Указания: Перепишите без изменений участок отрывка о Берлиозе от слов «Но, прощаясь, он» до слов «что вы обречены.» включительно.

Отрывок:
-*-*-

Но, прощаясь, он стал серьезным и спросил:
— Доктор, скажите мне, пожалуйста, правду, всю правду, так как я должен сделать распоряжения.
— Хватит ли у вас сил ее вынести?
— Бесспорно, доктор.
— Увы, господин Берлиоз, я считаю, что вы обречены.
Перед самым отправлением в путь, на что он все же решился, Гектор узнал о смерти главного редактора «Газет мюзикаль» Эдуарда Моннэ, который в течение более тридцати лет был ему другом и опорой. Еще один! «А когда мой черед?» — спрашивал он себя.
2 марта
Вот он и в Ницце. Ранняя весна расточает свои дары. Небеса сливаются с зеркалом воды, розы на кустах гордо алеют, а мимозы трепещут от свежего дуновения бормочущего ветерка. Вступив в сверкающий рай, Гектор издал долгий вздох облегчения, словно освободился от злых сил.

-*-*-

Извлеченные записи:
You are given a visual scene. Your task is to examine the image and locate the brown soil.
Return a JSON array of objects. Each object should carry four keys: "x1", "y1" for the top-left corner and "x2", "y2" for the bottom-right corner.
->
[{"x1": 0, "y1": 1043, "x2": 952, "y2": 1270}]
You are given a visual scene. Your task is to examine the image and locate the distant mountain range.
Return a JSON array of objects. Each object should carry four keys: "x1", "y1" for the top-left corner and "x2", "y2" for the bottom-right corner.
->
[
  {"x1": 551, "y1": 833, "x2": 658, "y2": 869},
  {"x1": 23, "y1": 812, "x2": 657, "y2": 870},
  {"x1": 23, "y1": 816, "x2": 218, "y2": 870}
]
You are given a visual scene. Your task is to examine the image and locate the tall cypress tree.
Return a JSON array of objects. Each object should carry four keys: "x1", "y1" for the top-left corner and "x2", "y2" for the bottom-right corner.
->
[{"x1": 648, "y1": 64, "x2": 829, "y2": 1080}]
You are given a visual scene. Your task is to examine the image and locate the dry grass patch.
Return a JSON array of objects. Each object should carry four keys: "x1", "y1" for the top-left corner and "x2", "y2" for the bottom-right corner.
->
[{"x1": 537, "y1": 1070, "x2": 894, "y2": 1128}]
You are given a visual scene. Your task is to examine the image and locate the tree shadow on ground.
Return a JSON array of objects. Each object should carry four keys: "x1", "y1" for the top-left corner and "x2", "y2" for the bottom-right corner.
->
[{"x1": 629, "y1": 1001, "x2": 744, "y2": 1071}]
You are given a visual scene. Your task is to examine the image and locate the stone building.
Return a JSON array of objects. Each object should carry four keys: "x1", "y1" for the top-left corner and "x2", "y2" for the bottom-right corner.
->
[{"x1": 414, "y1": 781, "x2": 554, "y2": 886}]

-*-*-

Ответ:
Но, прощаясь, он стал серьезным и спросил:
— Доктор, скажите мне, пожалуйста, правду, всю правду, так как я должен сделать распоряжения.
— Хватит ли у вас сил ее вынести?
— Бесспорно, доктор.
— Увы, господин Берлиоз, я считаю, что вы обречены.